Le problème: Poursuivez le texte sur l’éthique et l’intelligence collective chez les managers en reprenant juste après sa dernière phrase.

Texte source:

•••

Un exemple peut être celui de cette unité de production d’un grand spécialiste mondial de la gestion d’énergie. Pour conduire un changement profond de stratégie et de vision, la direction a préféré promouvoir une démarche d’intelligence collective, plutôt qu’un processus de sélection. En accordant sa confiance à tous ses managers, pour conduire ses transformations, par la promotion de la connaissance de soi de l’intelligence émotionnelle au service de la coopération, elle a permis le succès de ces changements[3]. Cette initiative a ensuite été dupliquée en transversal. Sur la base du volontariat, plus de cent autres managers ont depuis participé à propager ces valeurs et cet état d’esprit[4] au sein du Groupe.

C’est aussi, par ailleurs l’idée de la contagion positive par des comportements éthiques, comme la coopération, la solidarité, la reconnaissance, le partage ou encore la bienveillance. Le système vous le renverra aussi, alors n’hésitez pas …, il n’y pas d’over doses, juste une peu d’authenticité ! De nombreux accompagnants coachs ont pu en faire l’expérience dans la conduite de leurs missions.

La prochaine fois mi-juillet

L’éthique pour sortir de l’ego et nous ouvrir à l’unité ?

•••

Données affichées:

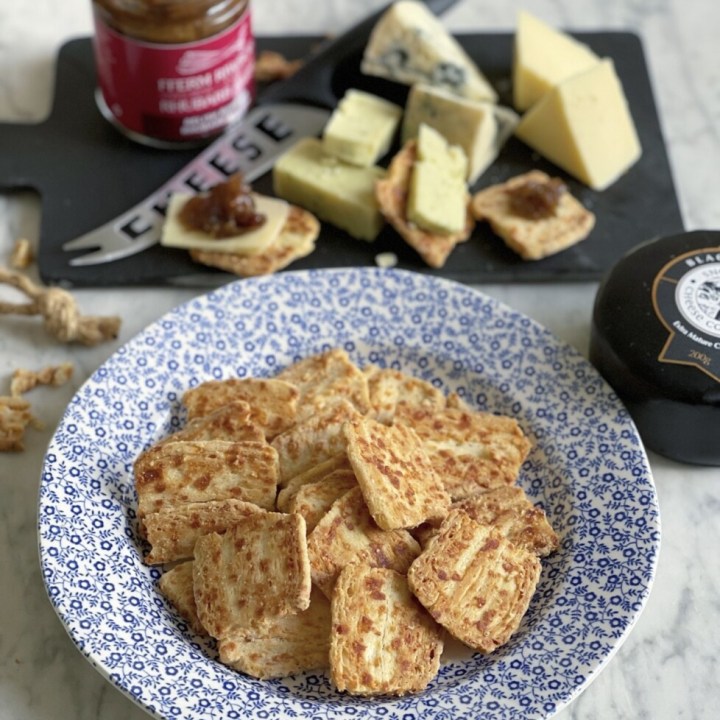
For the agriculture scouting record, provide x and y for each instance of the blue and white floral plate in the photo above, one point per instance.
(588, 469)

•••

Corrigé de l’exercice:
« Et pour la première fois dans l’histoire du monde l’argent est maître sans limitation ni mesure. Pour la première fois dans l’histoire du monde l’argent est seul en face de l’esprit  »…. [5]

 


[1]  Gartner Group study “50% of projects do not achieve their stated goals. Furthermore, if we take the time factor into account, the failure rate rises to 80 %”

[2] Manager par le sens – David Autissier – Editions Eyrolles 2010.

[3] SCHNEIDER ELECTRIC PEC – Dispositif leadership – « Les nouveaux leaders- © »

[4] Formations « Practice leadership »- les nouveaux leaders vers la performance autrement.

[5] Charles PEGUY- Note conjointe sur M. Descartes (1914)

 

25/05/13

Le leadership en 20 questions (suite)

Question 5 : quels impacts concrets du besoin de sens au niveau de l’entreprise et de son management ?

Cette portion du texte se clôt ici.